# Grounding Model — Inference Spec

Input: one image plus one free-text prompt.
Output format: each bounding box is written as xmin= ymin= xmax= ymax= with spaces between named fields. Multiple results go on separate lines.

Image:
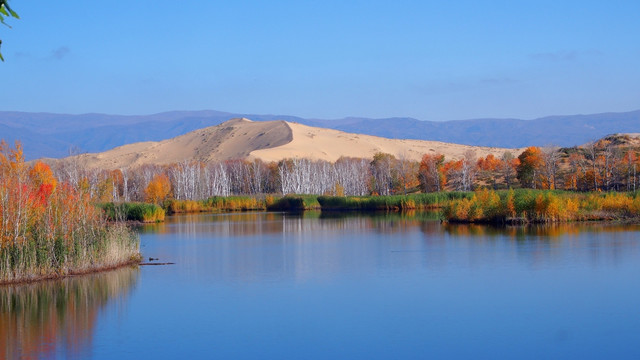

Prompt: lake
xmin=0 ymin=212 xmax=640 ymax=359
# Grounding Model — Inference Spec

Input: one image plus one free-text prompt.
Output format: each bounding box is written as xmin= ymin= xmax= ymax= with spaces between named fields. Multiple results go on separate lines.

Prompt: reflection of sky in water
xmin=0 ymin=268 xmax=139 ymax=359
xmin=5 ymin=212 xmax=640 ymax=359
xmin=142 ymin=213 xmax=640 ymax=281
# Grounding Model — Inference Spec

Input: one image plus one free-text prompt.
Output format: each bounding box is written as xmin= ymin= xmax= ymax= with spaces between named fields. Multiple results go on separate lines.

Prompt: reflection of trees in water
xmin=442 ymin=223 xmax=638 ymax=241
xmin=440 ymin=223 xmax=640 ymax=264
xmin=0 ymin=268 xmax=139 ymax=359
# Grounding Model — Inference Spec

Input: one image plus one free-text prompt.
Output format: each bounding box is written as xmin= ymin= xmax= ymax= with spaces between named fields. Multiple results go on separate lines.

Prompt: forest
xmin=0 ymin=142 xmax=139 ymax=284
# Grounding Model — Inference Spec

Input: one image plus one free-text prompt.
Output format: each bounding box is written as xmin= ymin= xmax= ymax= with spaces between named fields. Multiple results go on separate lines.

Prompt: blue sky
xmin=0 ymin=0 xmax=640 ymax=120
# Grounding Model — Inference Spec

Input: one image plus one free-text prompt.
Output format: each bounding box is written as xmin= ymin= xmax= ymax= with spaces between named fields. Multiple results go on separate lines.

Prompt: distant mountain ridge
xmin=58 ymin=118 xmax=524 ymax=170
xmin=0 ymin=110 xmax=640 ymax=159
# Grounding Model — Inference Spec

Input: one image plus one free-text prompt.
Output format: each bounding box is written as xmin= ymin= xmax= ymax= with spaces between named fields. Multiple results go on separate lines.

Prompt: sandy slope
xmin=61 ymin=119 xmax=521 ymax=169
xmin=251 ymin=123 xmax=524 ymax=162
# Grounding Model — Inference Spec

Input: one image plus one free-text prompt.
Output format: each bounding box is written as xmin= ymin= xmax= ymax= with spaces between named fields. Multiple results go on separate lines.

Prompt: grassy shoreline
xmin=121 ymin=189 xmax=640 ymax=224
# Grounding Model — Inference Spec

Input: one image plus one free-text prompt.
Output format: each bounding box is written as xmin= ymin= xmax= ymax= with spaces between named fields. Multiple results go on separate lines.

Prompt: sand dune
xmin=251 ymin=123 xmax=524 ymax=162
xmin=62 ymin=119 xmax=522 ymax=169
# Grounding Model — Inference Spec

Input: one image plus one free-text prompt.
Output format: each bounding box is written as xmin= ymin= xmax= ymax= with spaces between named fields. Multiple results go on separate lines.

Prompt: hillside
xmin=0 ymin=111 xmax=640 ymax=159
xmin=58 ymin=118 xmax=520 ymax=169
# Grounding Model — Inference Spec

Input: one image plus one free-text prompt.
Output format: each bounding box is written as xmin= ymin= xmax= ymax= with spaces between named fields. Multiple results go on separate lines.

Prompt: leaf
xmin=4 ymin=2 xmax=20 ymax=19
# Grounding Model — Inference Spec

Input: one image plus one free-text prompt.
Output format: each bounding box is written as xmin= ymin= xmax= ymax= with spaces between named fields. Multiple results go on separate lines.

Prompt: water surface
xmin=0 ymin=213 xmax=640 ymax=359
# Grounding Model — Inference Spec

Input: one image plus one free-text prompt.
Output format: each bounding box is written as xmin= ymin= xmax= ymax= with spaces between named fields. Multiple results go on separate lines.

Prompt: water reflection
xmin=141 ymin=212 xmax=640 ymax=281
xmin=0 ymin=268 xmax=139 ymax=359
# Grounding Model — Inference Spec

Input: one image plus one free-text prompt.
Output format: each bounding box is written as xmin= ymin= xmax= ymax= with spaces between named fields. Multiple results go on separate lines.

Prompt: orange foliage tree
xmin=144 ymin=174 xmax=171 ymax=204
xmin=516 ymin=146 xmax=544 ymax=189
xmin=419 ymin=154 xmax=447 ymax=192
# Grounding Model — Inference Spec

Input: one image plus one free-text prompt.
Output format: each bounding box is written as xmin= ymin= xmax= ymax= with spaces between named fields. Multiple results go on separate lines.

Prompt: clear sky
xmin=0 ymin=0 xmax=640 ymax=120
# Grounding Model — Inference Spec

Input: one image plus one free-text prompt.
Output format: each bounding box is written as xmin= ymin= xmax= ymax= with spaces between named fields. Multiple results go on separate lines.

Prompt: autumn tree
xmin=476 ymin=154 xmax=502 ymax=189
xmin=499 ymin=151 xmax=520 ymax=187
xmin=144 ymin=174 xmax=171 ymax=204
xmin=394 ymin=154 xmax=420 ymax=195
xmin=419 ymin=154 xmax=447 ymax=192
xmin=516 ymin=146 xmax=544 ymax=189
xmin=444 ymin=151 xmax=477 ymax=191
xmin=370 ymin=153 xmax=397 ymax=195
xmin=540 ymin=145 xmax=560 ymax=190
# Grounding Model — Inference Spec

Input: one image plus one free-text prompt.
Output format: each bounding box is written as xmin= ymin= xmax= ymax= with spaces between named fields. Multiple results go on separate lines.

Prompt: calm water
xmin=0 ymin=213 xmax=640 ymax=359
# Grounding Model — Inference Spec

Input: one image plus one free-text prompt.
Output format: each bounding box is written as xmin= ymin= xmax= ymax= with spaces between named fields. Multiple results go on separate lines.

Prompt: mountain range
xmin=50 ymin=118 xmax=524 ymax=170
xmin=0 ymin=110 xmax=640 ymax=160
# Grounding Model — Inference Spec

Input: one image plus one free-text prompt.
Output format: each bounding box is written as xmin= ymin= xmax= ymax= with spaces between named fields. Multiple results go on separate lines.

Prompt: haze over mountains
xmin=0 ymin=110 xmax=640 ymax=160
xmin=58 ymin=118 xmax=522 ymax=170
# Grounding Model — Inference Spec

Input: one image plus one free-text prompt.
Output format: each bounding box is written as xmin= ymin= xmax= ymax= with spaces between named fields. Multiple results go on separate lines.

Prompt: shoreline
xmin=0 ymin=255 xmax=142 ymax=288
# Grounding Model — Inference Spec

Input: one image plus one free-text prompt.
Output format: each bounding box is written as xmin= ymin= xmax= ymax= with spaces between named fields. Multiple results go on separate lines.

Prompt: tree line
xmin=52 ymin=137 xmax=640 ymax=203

================================

- [Directions for this task]
Restate each entry word for word, leaving out any pictures.

- [Final answer]
# Grounding Model — Inference Spec

Input: one image plus one free-text prompt.
Output format: each bounding box is written as xmin= ymin= xmax= ymax= with spaces between named fields. Multiple results go on separate lines.

Image:

Prompt: lake
xmin=0 ymin=212 xmax=640 ymax=359
# Grounding Model — Inference Spec

Input: one image plus one free-text prompt.
Output format: each bounding box is written as xmin= ymin= xmax= ymax= with spaces between named fields. Multiple results go on separate lines.

Prompt: reflection of sky in water
xmin=0 ymin=268 xmax=139 ymax=359
xmin=5 ymin=212 xmax=640 ymax=359
xmin=142 ymin=213 xmax=640 ymax=281
# Grounding Model — Inference Spec

Input: one image plus one free-text prompt.
Output format: each bounding box is written as xmin= ymin= xmax= ymax= with spaces between named fields. Multiple results go on separate lines.

Prompt: reflection of trees in water
xmin=442 ymin=223 xmax=638 ymax=241
xmin=440 ymin=223 xmax=640 ymax=264
xmin=0 ymin=268 xmax=139 ymax=359
# Grounding Model — Inference Spec

Input: one image plus one free-text prompt.
Output format: each bounding box is written as xmin= ymin= xmax= ymax= with spaces between named fields. Multiple results go on separate lines.

Prompt: forest
xmin=0 ymin=142 xmax=139 ymax=284
# Grounding Model — Inference Spec

Input: one image plus one free-text prompt.
Output format: each bounding box is written as xmin= ymin= xmax= ymax= with spaces between named fields. Multiple results go on separate lines.

Prompt: blue sky
xmin=0 ymin=0 xmax=640 ymax=120
# Grounding Model — Inference Spec

Input: one image plus one free-text prompt.
Output format: each bounding box is written as xmin= ymin= xmax= ymax= with spaces between named fields. Multiple results go on separate lines.

Prompt: distant mountain ridge
xmin=58 ymin=118 xmax=524 ymax=170
xmin=0 ymin=110 xmax=640 ymax=159
# Grounding Model — Inference Spec

Input: one image plus one free-text prompt.
Output format: each bounding box is written as xmin= ymin= xmax= ymax= with spaces between named fields. Multiple results go on separate lines.

Prompt: sandy slope
xmin=61 ymin=119 xmax=521 ymax=169
xmin=251 ymin=123 xmax=524 ymax=162
# Grounding Model — Inference Spec

Input: one image plus one free-text prompt.
Output format: each bounding box is written as xmin= ymin= xmax= ymax= with spaces between named fields. Multiple results go on separate lines.

Prompt: grassy shoreline
xmin=121 ymin=189 xmax=640 ymax=224
# Grounding Model — Inference Spec

Input: one image plus one free-text prompt.
Output format: each bounding box is written as xmin= ymin= xmax= ymax= with spaces between named fields. Multiple results go on separate lines.

Prompt: sand dune
xmin=251 ymin=123 xmax=524 ymax=162
xmin=62 ymin=119 xmax=522 ymax=169
# Grounding Model — Inference Spec

Input: one image plus one free-text prompt.
Output format: each bounding box is written as xmin= ymin= xmax= ymax= with spaces between named fields. Multiple results go on separate lines.

Prompt: hillside
xmin=0 ymin=111 xmax=640 ymax=159
xmin=58 ymin=118 xmax=520 ymax=169
# Grounding Model — Inference Spec

Input: one image plus one free-text prompt.
Output format: each bounding box is written as xmin= ymin= xmax= ymax= with spaces between named fields. Multiple results go on separate lines.

Prompt: leaf
xmin=4 ymin=2 xmax=20 ymax=19
# Grounding Model — Inference Spec

Input: one image plus one free-text prompt.
Output format: each bounding box is written as xmin= ymin= xmax= ymax= with spaces between named fields. Multiple results go on separate lines.

Prompt: water surface
xmin=0 ymin=213 xmax=640 ymax=359
# Grounding Model — Inference Spec

Input: one image plus one free-text prompt.
Output format: each bounding box is written as xmin= ymin= xmax= ymax= with spaces between named fields. Multiple results go on separate lines.

Prompt: water reflection
xmin=141 ymin=212 xmax=640 ymax=281
xmin=0 ymin=268 xmax=139 ymax=359
# Grounding Model — Inference Spec

Input: one image plus one free-text prompt.
Output format: each bounding box is written as xmin= ymin= xmax= ymax= with spaces between named fields. Multiple results go on separate lines.

Prompt: orange foliage tree
xmin=144 ymin=174 xmax=171 ymax=204
xmin=516 ymin=146 xmax=544 ymax=189
xmin=419 ymin=154 xmax=447 ymax=192
# Grounding Model — Inference Spec

Input: one image plus one free-text prompt.
Output format: each bounding box is written as xmin= ymin= xmax= ymax= with spaces between named fields. Multiple results go on separate lines.

Prompt: clear sky
xmin=0 ymin=0 xmax=640 ymax=120
# Grounding Model — Inference Spec

Input: one image plus one free-text prompt.
Output format: each bounding box is written as xmin= ymin= xmax= ymax= with spaces between named fields. Multiple results go on separate lines.

Prompt: autumn tree
xmin=476 ymin=154 xmax=502 ymax=189
xmin=499 ymin=151 xmax=520 ymax=187
xmin=144 ymin=174 xmax=171 ymax=204
xmin=394 ymin=154 xmax=420 ymax=195
xmin=419 ymin=154 xmax=447 ymax=192
xmin=516 ymin=146 xmax=544 ymax=189
xmin=444 ymin=151 xmax=477 ymax=191
xmin=370 ymin=153 xmax=397 ymax=195
xmin=540 ymin=145 xmax=560 ymax=190
# Grounding Model — Inference Spec

Input: one image plus one free-text prompt.
Output format: each bounding box is written as xmin= ymin= xmax= ymax= with spaces between named fields. Multiple results go on separate lines.

Prompt: calm water
xmin=0 ymin=213 xmax=640 ymax=359
# Grounding Model — Inference Spec

Input: one image plus one free-text prompt.
Output format: each bounding box is written as xmin= ymin= xmax= ymax= with spaces between named fields. Multiple results go on separate lines.

Prompt: mountain range
xmin=50 ymin=118 xmax=524 ymax=170
xmin=0 ymin=110 xmax=640 ymax=160
# Grounding Model — Inference Spec

Input: one image plus one free-text prompt.
Output format: each bounding box is written as xmin= ymin= xmax= ymax= with spaces between named fields. Multiple results go on separate lines.

Prompt: haze over mountains
xmin=0 ymin=110 xmax=640 ymax=160
xmin=58 ymin=118 xmax=522 ymax=170
# Grounding Model — Inference Spec

Input: one image plus one free-text prompt.
Output format: each bounding box is written as xmin= ymin= xmax= ymax= with spaces between named fields. Multiple results go on separate lines.

Prompt: shoreline
xmin=0 ymin=255 xmax=142 ymax=288
# Grounding Model — Inference Spec

Input: one image plus one free-text prompt.
Output format: each bounding box is written as xmin= ymin= xmax= ymax= with spaces between named fields. Multiple results go on separate lines.

Prompt: tree line
xmin=52 ymin=137 xmax=640 ymax=203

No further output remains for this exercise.